Every record that follows must be given again exactly.

◇ ◇ ◇ ◇ ◇

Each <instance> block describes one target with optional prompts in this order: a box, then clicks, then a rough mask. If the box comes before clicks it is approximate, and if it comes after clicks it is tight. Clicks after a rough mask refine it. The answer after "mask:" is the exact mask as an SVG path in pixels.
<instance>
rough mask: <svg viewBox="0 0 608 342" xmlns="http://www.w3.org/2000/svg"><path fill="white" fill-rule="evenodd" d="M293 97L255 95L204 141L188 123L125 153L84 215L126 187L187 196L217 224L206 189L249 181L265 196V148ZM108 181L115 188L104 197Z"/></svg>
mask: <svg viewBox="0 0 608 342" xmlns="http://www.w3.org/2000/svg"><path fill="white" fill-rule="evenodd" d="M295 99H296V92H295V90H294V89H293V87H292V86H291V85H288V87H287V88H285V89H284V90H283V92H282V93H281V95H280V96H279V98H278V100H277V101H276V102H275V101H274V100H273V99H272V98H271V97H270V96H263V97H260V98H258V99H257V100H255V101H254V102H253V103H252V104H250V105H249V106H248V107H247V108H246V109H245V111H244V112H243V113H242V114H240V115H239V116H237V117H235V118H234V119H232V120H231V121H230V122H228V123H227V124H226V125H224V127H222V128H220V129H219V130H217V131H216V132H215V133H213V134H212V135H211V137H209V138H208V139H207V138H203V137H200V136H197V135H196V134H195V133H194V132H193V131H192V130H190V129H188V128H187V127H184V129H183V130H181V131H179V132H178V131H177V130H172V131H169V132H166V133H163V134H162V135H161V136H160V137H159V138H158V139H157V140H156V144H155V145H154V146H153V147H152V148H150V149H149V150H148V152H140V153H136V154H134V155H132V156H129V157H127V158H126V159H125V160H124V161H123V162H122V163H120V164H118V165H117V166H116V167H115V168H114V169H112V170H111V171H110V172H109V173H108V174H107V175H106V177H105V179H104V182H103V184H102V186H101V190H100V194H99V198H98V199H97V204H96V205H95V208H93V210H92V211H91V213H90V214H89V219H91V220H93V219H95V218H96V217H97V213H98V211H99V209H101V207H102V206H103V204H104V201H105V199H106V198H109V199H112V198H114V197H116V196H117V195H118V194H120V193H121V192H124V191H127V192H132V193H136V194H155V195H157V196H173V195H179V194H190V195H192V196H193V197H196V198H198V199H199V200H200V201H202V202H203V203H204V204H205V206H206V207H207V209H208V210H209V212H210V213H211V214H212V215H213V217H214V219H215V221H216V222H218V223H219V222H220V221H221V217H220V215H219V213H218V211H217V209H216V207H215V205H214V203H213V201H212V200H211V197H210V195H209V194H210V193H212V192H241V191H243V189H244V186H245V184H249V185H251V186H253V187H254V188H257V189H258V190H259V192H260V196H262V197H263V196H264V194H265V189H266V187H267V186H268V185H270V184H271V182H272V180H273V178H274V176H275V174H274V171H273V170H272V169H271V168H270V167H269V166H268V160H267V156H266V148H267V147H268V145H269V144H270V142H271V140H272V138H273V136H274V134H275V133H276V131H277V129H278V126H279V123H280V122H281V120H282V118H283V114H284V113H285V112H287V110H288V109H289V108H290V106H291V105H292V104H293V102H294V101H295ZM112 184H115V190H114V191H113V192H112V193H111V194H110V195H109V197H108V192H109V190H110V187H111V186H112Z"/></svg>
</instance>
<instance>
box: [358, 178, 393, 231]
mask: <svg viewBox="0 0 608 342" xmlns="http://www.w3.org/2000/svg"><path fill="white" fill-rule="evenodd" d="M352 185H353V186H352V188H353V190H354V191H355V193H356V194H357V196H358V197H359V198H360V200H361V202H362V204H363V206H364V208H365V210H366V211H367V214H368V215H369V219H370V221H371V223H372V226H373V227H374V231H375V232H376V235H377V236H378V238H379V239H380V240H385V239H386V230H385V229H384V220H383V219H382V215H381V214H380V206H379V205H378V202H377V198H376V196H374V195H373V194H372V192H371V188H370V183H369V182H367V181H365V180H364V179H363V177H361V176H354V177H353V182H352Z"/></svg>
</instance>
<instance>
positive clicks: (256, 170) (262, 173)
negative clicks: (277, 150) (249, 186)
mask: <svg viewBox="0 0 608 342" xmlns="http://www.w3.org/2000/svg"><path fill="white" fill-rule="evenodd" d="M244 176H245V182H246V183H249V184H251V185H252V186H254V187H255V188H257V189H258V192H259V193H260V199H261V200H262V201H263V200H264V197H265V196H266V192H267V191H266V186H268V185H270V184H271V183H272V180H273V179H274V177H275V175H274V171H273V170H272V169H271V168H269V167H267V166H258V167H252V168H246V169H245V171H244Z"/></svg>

◇ ◇ ◇ ◇ ◇

Exercise output:
Each <instance> block describes one target with optional prompts in this order: a box, then clicks, then a rough mask. If the box comes before clicks it is approximate, and if it comes after clicks it is tight. Clicks after a rough mask refine it. The answer after "mask:" is the exact mask as an SVG path in pixels.
<instance>
rough mask: <svg viewBox="0 0 608 342" xmlns="http://www.w3.org/2000/svg"><path fill="white" fill-rule="evenodd" d="M293 97L255 95L204 141L188 123L125 153L84 215L126 187L187 196L217 224L206 189L249 181L265 196V148ZM108 181L115 188L104 197Z"/></svg>
mask: <svg viewBox="0 0 608 342" xmlns="http://www.w3.org/2000/svg"><path fill="white" fill-rule="evenodd" d="M295 99H296V92H295V90H294V89H293V87H292V86H291V85H288V87H287V88H285V89H284V90H283V92H282V93H281V95H280V96H279V98H278V100H277V101H276V102H275V101H274V100H273V99H272V98H271V97H270V96H263V97H260V98H258V99H257V100H255V101H254V102H253V103H252V104H250V105H249V106H248V107H247V108H246V109H245V111H244V112H243V113H242V114H240V115H239V116H237V117H235V118H234V119H232V120H231V121H230V122H228V123H227V124H226V125H224V127H222V128H220V129H219V130H217V131H216V132H215V133H213V134H212V135H211V137H209V138H208V139H207V138H203V137H200V136H197V135H196V134H195V133H194V132H193V131H192V130H190V129H188V128H187V127H184V129H183V130H181V131H179V132H178V131H177V130H172V131H169V132H166V133H163V134H162V135H161V136H160V137H159V138H158V139H157V140H156V144H155V145H154V146H153V147H152V148H150V149H149V150H148V152H140V153H136V154H134V155H132V156H129V157H127V158H126V159H125V160H124V161H123V162H122V163H120V164H118V165H117V166H116V167H115V168H114V169H112V170H111V171H110V172H109V173H108V174H107V175H106V177H105V179H104V182H103V184H102V186H101V190H100V194H99V198H98V199H97V204H96V205H95V208H93V210H92V211H91V213H90V214H89V219H91V220H93V219H95V218H96V217H97V213H98V211H99V209H101V207H102V206H103V204H104V201H105V199H106V198H109V199H112V198H114V197H116V196H117V195H118V194H120V193H121V192H124V191H127V192H132V193H136V194H155V195H157V196H173V195H179V194H190V195H192V196H193V197H196V198H198V199H199V200H200V201H202V202H203V203H204V204H205V206H206V207H207V209H208V210H209V212H210V213H211V214H212V215H213V217H214V219H215V221H216V222H218V223H219V222H220V221H221V217H220V215H219V213H218V211H217V209H216V207H215V205H214V203H213V201H212V200H211V197H210V195H209V194H210V193H212V192H241V191H243V189H244V186H245V184H249V185H251V186H253V187H254V188H257V189H258V190H259V192H260V196H262V197H263V196H264V194H265V189H266V187H267V186H268V185H270V184H271V182H272V180H273V178H274V176H275V174H274V171H273V170H272V169H271V168H270V167H269V166H268V160H267V156H266V148H267V147H268V145H269V144H270V142H271V140H272V138H273V136H274V134H275V133H276V131H277V129H278V126H279V123H280V122H281V120H282V118H283V114H284V113H285V112H287V110H288V109H289V108H290V106H291V105H292V104H293V102H294V101H295ZM112 184H115V190H114V191H113V192H112V193H111V194H110V195H109V197H108V192H109V190H110V187H111V186H112Z"/></svg>
</instance>
<instance>
box: [358, 178, 393, 231]
mask: <svg viewBox="0 0 608 342" xmlns="http://www.w3.org/2000/svg"><path fill="white" fill-rule="evenodd" d="M352 185H353V186H352V188H353V190H354V191H355V193H356V194H357V196H358V197H359V198H360V200H361V202H362V204H363V206H364V208H365V210H366V211H367V214H368V215H369V219H370V221H371V223H372V226H373V227H374V231H375V232H376V235H377V236H378V238H379V239H380V240H385V239H386V230H385V229H384V220H383V219H382V215H381V214H380V206H379V205H378V202H377V198H376V196H374V195H373V194H372V192H371V188H370V183H369V182H367V181H365V180H364V179H363V177H361V176H354V177H353V182H352Z"/></svg>
</instance>
<instance>
positive clicks: (256, 170) (262, 173)
negative clicks: (277, 150) (249, 186)
mask: <svg viewBox="0 0 608 342" xmlns="http://www.w3.org/2000/svg"><path fill="white" fill-rule="evenodd" d="M244 176H245V182H246V183H249V184H251V185H252V186H254V187H255V188H257V189H258V192H259V193H260V199H261V200H262V201H263V200H264V197H265V196H266V192H267V191H266V186H268V185H270V184H271V183H272V180H273V179H274V177H275V175H274V171H273V170H272V169H271V168H269V167H267V166H258V167H252V168H246V169H245V171H244Z"/></svg>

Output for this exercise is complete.